(Study material Opens)

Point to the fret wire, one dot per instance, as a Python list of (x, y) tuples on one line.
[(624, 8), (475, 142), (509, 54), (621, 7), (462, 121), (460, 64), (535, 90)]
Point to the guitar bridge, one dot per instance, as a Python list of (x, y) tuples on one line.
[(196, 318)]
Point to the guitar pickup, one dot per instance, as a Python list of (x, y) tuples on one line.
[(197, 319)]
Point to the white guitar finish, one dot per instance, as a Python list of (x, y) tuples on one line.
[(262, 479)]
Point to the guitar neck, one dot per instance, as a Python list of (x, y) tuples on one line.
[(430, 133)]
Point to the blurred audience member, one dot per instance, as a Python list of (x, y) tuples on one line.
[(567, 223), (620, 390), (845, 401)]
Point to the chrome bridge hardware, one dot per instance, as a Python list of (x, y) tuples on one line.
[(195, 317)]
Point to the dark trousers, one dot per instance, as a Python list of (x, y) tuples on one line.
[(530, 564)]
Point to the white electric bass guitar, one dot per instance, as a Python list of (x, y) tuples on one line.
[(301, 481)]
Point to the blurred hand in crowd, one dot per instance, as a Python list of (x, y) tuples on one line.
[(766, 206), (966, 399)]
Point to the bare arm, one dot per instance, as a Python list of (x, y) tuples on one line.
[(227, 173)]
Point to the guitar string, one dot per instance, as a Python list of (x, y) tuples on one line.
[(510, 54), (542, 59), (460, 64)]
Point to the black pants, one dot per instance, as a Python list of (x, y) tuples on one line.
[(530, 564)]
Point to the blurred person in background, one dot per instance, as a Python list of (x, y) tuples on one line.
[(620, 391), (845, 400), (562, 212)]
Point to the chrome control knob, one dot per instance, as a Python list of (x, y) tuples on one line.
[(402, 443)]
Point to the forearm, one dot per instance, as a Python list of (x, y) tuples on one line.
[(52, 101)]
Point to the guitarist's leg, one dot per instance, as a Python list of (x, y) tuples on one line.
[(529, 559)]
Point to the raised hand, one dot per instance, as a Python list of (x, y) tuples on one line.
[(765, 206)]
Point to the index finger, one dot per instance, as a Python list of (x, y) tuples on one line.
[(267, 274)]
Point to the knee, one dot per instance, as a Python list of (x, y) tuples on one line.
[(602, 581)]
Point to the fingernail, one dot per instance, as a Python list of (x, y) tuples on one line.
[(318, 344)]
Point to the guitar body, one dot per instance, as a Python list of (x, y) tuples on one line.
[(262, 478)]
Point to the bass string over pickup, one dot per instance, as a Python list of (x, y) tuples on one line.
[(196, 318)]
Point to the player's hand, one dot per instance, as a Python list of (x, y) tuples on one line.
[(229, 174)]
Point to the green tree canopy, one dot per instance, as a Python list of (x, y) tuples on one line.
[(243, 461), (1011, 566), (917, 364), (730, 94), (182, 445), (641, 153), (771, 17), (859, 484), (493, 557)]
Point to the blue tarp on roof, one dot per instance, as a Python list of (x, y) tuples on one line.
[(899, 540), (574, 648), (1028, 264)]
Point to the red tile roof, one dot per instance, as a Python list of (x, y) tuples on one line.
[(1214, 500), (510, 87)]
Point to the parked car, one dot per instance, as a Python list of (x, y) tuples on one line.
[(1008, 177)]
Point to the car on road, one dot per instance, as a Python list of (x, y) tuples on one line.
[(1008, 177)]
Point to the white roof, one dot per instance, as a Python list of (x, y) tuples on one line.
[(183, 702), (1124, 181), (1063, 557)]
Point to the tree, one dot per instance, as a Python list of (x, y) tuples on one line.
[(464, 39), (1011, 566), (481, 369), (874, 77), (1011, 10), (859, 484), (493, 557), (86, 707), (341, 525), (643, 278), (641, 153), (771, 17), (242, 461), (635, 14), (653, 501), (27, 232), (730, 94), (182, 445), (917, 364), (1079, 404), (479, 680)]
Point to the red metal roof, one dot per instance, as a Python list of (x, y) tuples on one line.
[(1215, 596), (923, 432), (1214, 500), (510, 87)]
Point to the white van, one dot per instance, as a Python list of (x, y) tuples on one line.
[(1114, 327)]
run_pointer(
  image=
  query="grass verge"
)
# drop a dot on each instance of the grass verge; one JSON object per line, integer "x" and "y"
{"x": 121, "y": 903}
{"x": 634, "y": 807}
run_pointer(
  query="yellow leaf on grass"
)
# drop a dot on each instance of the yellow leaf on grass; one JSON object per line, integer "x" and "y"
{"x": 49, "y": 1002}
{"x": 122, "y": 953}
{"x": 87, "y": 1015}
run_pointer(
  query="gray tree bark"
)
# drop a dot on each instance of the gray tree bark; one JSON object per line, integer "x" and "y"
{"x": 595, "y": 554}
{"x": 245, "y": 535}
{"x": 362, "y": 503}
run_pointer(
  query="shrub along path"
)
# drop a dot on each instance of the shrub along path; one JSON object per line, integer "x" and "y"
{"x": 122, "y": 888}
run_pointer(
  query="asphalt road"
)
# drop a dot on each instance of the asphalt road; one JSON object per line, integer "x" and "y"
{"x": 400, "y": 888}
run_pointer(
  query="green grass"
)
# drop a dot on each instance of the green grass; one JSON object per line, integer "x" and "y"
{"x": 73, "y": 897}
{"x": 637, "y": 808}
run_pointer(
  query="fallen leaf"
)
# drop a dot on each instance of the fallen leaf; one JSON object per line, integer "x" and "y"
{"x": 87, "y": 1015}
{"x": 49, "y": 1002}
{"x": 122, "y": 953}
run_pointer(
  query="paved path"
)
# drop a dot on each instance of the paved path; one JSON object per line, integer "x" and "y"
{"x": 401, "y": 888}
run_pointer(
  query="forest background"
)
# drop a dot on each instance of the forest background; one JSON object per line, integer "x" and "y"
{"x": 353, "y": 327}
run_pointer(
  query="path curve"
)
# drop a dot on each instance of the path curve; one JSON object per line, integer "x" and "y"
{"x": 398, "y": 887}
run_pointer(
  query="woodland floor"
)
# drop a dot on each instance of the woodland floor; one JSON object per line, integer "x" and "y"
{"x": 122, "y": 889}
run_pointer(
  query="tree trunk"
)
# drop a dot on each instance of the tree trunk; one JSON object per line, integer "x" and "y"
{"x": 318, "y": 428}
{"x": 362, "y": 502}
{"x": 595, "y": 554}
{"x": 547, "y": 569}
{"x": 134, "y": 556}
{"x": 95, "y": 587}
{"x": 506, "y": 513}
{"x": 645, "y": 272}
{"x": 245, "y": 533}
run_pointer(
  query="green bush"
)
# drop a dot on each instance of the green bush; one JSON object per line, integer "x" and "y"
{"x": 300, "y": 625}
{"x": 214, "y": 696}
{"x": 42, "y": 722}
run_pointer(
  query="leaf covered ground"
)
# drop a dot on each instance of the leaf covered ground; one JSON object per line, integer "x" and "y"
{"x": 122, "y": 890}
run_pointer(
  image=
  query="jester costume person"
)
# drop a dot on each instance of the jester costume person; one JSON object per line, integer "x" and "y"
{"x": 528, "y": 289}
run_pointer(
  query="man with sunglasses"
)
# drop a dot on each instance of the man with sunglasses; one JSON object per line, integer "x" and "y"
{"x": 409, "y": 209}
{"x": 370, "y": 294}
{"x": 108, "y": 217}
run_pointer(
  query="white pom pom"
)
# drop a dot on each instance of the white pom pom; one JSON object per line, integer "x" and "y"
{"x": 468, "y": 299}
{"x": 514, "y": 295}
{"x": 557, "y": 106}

(Study material Closes)

Work instruction — Each line above is to be reproduced exactly.

Your solution —
Point to the fret wire, one dot per instance, as a Python list of (x, y) tuples on one line.
[(624, 8), (475, 142), (509, 54), (621, 7), (462, 121), (460, 64), (535, 90)]
Point to the guitar bridge, one dot per instance, as a Python list of (x, y) tuples on one line.
[(196, 318)]
Point to the guitar pickup, one dot per instance, as a Python list of (x, y) tuples on one line.
[(197, 319)]
Point to the white guitar finish, one dot per instance, as a Python list of (x, y) tuples on one line.
[(262, 479)]
Point to the guitar neck, one dot per instance, as a Python list of (x, y) tuples on one line.
[(430, 133)]
Point to the blurred audience member, one dot per instance, as a Python list of (x, y) tuples on one line.
[(567, 223), (620, 390), (845, 401)]
Point to the chrome bridge hardware, one dot per instance, as a Python list of (x, y) tuples on one line.
[(195, 317)]
Point to the dark trousers, one dot per instance, as a Python list of (x, y) tuples on one line.
[(530, 564)]
Point to the white electric bass guitar, one dot per instance, as a Python list of (x, y) tuples on one line.
[(301, 481)]
Point to the blurred hand in crowd, one dot per instance, as a Python list of (x, y) tuples on one line.
[(766, 206), (966, 399)]
Point to the bare arm, one dot per instance, as a Python list of (x, y) tuples on one line.
[(227, 173)]
Point to the guitar string, one dot per instance, as a Python list of (x, y) tuples on one line.
[(510, 54), (542, 59), (460, 64)]
Point to the black pants, one dot per instance, as a Python list of (x, y) tuples on one line.
[(530, 564)]
Point to the blurred person in background, one dot per instance, as a Python list of (x, y) tuples on one line.
[(620, 391), (845, 400), (562, 212)]
Point to the chrome control knob, one dot per instance, as a Python list of (x, y) tuples on one line.
[(402, 443)]
Point to the forearm, one dot per instance, as a Python list of (x, y) tuples on one line.
[(52, 101)]
Point to the guitarist's leg, one dot per instance, as a Python list of (x, y) tuples on one line.
[(529, 559)]
Point to the raised hand, one dot per instance, as a Python list of (x, y) tuples on one line.
[(765, 206)]
Point to the index finger, one dot per instance, as a Python list of (x, y) tuples on one line.
[(267, 274)]
Point to the knee, one dot per instance, as a Python list of (x, y) tuples on one line.
[(602, 581)]
Point to the fingernail, one dot per instance, as a Python list of (x, y) tuples on one line.
[(318, 344)]
Point to the guitar body, one dot per instance, as a Python list of (x, y) tuples on one line.
[(262, 478)]
Point to the bass string over pickup, one dot per instance, as a Python list of (x, y) tuples on one line.
[(196, 318)]
Point to the player's hand, one dot per instance, as a Python list of (x, y) tuples on one line.
[(229, 174)]
Point to the green tree canopy, one dot per instance, as a Python list of (x, y) tuples on one line.
[(243, 461), (1011, 566), (917, 364), (730, 94), (182, 445), (641, 153), (771, 17), (859, 484), (493, 557)]
Point to the blue tarp on roof, one dot per instance, as a Python list of (x, y) tuples on one line.
[(899, 540), (574, 648), (1028, 264)]
Point to the red tile roof, one dot per instance, as a Python list of (x, y) tuples on one line.
[(1214, 500), (510, 87)]
Point to the parked car, one dot per instance, as a Python list of (x, y) tuples on one line.
[(1008, 177)]
Point to the car on road, one dot per instance, as a Python list of (x, y) tuples on one line.
[(1008, 177)]
Point to the white roof, one dot per instance, as a Python list of (x, y) tuples on one line.
[(183, 702), (1124, 181), (1063, 557)]
Point to the tree, one dot per instance, as a Python list of (x, y) tuples on one line.
[(464, 39), (1011, 566), (481, 369), (874, 77), (1011, 10), (859, 484), (493, 557), (86, 707), (341, 525), (643, 278), (641, 153), (771, 17), (242, 461), (635, 14), (653, 501), (27, 232), (730, 94), (182, 445), (917, 364), (1079, 404), (479, 680)]
Point to the red metal roof, one dot per instance, as a Python list of (x, y) tuples on one line.
[(1215, 596), (923, 432), (1214, 500), (510, 87)]
Point to the white van, one dot per instance, as a Python list of (x, y) tuples on one line.
[(1114, 327)]
run_pointer(
  image=
  query="grass verge"
)
# drop a dot on each instance of the grass verge; one JSON object per line, integer "x" and "y"
{"x": 121, "y": 903}
{"x": 634, "y": 807}
run_pointer(
  query="yellow leaf on grass"
)
# drop a dot on each instance of the yellow leaf on grass; one JSON object per line, integer "x" and "y"
{"x": 49, "y": 1002}
{"x": 122, "y": 953}
{"x": 87, "y": 1015}
run_pointer(
  query="gray tree bark"
)
# drop a dot on each instance of the gray tree bark; one JSON object per line, integer "x" and "y"
{"x": 595, "y": 554}
{"x": 245, "y": 535}
{"x": 362, "y": 503}
run_pointer(
  query="shrub along path"
)
# drop a dot on each instance of the shrub along path; one JSON object per line, integer "x" and "y"
{"x": 122, "y": 888}
run_pointer(
  query="asphalt road"
)
# drop a dot on each instance of the asphalt road; one JSON object per line, integer "x" and "y"
{"x": 400, "y": 888}
run_pointer(
  query="green grass"
)
# drop a dot on each instance of the green grass; one JSON object per line, integer "x" and "y"
{"x": 73, "y": 897}
{"x": 637, "y": 808}
run_pointer(
  query="fallen leaf"
)
# drop a dot on each instance of the fallen leaf; one JSON object per line, integer "x" and "y"
{"x": 87, "y": 1015}
{"x": 49, "y": 1002}
{"x": 122, "y": 953}
run_pointer(
  query="paved path"
)
# drop a dot on each instance of the paved path; one JSON object per line, integer "x" and "y"
{"x": 401, "y": 888}
run_pointer(
  query="forest background"
)
# drop a dot on each instance of the forest background; one JSON object per line, integer "x" and "y"
{"x": 353, "y": 327}
run_pointer(
  query="path curve"
)
# drop a dot on each instance of the path curve; one JSON object per line, integer "x" and "y"
{"x": 398, "y": 887}
run_pointer(
  query="woodland floor"
)
# drop a dot on each instance of the woodland floor; one JSON object per line, integer "x" and "y"
{"x": 122, "y": 889}
run_pointer(
  query="tree trunk"
)
# drop a dot on each instance of the tree trunk; one JSON object per line, integer "x" and "y"
{"x": 318, "y": 428}
{"x": 362, "y": 502}
{"x": 595, "y": 554}
{"x": 547, "y": 569}
{"x": 134, "y": 556}
{"x": 95, "y": 587}
{"x": 506, "y": 513}
{"x": 645, "y": 272}
{"x": 245, "y": 533}
run_pointer(
  query="green bush"
)
# drop a dot on each instance of the green bush; one JSON object per line, integer "x" and "y"
{"x": 300, "y": 625}
{"x": 214, "y": 696}
{"x": 42, "y": 722}
run_pointer(
  query="leaf covered ground"
)
# drop a dot on each instance of the leaf covered ground; one JSON object per line, integer "x" and "y"
{"x": 122, "y": 890}
run_pointer(
  image=
  query="jester costume person"
)
# drop a dot on each instance of the jester costume person; one JSON object per line, integer "x" and "y"
{"x": 528, "y": 289}
run_pointer(
  query="man with sunglasses"
)
# drop a dot on each instance of the man with sunglasses; one JSON object per line, integer "x" and "y"
{"x": 409, "y": 209}
{"x": 370, "y": 294}
{"x": 108, "y": 217}
run_pointer(
  query="white pom pom"
)
# drop a dot on each instance of the white pom pom; one JSON object per line, integer "x" and "y"
{"x": 468, "y": 299}
{"x": 514, "y": 295}
{"x": 557, "y": 106}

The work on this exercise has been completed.